Enfin remarquons sur le plan institutionnel que le modèle des relations est l’approche dyadique, et qu’elle est symétrique à celle la famille : le duo parent-enfant est le même que celui de professionnel-enfant, l’institution étant le lieu où on se substitue à la famille

Première approche de la coéducation autour d’une « rencontre à la frontière »

Aujourd’hui l’idée de « coéducation » vient nous rassembler et dire que nous sommes dans les institutions dans l’impossibilité de penser les enfants sans leurs parents, et particulièrement dans le secteur de la prime éducation des jeunes enfants. Cette idée de « coéducation » vient se positionner sur une frontière, elle devient une zone de contact, de rencontre entre parent et professionnel autour de l’enfant. C’est un enfant-frontière, un passeur de mondes. Ce qui nous conduit à représenter cette situation par un second schéma montrant le rapprochement des sphères.

Consigne donnée: Recopiez le passage de l’article sur la coéducation qui va de « Première approche de » à « rapprochement des sphères. », en y remplaçant « zone de contact » par « zone d’échange ».

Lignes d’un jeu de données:
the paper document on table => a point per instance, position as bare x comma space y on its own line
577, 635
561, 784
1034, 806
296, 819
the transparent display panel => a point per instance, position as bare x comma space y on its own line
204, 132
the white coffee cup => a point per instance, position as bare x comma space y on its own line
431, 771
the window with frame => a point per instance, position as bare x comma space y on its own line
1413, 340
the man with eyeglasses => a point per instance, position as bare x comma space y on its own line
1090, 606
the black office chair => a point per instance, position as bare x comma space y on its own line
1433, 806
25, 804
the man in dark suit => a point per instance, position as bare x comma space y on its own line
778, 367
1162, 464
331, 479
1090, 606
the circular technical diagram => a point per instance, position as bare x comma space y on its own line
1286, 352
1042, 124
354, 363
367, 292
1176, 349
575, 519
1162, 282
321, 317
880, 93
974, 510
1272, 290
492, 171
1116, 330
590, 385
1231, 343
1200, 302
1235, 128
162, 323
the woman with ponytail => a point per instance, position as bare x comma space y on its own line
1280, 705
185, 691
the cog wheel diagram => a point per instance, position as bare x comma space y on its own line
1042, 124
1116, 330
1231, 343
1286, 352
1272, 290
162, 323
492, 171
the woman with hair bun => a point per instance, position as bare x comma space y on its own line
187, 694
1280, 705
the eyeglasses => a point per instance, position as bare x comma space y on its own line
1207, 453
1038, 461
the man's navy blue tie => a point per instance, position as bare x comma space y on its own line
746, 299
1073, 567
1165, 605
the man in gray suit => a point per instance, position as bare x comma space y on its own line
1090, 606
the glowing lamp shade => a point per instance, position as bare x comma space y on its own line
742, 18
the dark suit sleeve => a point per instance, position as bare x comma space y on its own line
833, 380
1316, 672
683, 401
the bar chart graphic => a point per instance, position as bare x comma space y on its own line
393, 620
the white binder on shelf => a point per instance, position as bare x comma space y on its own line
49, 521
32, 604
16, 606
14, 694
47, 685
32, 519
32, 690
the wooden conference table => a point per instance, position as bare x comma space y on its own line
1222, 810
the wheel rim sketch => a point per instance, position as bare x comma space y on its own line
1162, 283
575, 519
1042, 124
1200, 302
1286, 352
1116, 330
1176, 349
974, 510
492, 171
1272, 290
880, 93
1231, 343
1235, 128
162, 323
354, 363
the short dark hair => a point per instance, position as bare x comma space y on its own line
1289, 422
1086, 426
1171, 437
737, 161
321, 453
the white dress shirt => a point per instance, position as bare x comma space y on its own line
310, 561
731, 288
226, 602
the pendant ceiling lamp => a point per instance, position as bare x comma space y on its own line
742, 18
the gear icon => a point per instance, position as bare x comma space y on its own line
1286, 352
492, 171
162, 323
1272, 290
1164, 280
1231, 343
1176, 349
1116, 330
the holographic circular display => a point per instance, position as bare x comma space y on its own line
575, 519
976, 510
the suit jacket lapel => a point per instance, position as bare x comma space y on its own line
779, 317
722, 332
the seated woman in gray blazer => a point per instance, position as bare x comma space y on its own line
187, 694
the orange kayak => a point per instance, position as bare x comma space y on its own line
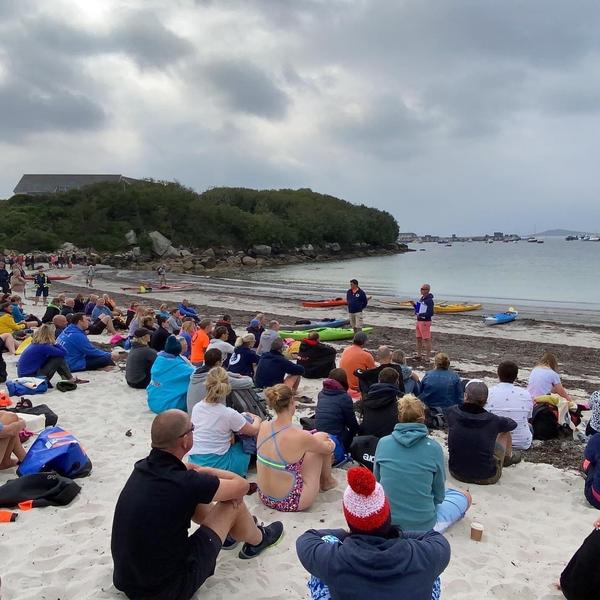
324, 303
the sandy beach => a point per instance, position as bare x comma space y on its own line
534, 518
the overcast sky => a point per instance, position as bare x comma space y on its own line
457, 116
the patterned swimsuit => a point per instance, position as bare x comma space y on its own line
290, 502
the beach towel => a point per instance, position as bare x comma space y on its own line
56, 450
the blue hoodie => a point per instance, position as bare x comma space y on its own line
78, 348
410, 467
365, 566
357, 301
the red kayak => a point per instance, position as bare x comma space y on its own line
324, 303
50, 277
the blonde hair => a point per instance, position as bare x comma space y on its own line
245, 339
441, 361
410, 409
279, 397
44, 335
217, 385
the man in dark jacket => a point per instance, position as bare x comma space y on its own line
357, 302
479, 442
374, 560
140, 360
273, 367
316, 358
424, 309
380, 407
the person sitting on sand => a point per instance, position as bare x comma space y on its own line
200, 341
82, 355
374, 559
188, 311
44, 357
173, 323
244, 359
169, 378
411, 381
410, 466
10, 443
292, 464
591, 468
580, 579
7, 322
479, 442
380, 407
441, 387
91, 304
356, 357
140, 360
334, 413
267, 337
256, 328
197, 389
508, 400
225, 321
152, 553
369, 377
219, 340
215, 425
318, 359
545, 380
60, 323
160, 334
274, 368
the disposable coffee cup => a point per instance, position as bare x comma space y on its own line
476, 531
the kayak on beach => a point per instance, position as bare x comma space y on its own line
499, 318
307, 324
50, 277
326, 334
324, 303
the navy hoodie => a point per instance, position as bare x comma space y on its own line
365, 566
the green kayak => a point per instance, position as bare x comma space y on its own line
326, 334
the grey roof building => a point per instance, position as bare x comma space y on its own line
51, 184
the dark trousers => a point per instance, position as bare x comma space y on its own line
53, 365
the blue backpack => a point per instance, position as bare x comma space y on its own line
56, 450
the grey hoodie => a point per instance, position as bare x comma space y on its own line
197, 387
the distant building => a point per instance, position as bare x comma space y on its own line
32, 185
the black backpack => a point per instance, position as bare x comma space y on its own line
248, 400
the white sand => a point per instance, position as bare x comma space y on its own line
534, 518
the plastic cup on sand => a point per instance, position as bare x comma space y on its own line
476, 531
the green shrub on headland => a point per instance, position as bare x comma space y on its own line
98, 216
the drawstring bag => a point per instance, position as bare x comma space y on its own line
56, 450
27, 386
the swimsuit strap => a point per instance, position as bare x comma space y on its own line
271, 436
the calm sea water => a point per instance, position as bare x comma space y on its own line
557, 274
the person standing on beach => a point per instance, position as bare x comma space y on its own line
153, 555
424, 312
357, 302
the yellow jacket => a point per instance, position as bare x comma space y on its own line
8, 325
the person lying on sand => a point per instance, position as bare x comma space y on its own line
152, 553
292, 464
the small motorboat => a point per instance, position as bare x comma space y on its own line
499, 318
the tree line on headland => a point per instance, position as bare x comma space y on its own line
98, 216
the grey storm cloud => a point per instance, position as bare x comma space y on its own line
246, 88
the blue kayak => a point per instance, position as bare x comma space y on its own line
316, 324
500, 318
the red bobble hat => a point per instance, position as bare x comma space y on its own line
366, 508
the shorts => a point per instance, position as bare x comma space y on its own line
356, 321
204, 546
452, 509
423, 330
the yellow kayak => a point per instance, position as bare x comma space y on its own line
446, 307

Exercice corrigé:
Première approche de la coéducation autour d’une « rencontre à la frontière »

Aujourd’hui l’idée de « coéducation » vient nous rassembler et dire que nous sommes dans les institutions dans l’impossibilité de penser les enfants sans leurs parents, et particulièrement dans le secteur de la prime éducation des jeunes enfants. Cette idée de « coéducation » vient se positionner sur une frontière, elle devient une zone d’échange, de rencontre entre parent et professionnel autour de l’enfant. C’est un enfant-frontière, un passeur de mondes. Ce qui nous conduit à représenter cette situation par un second schéma montrant le rapprochement des sphères.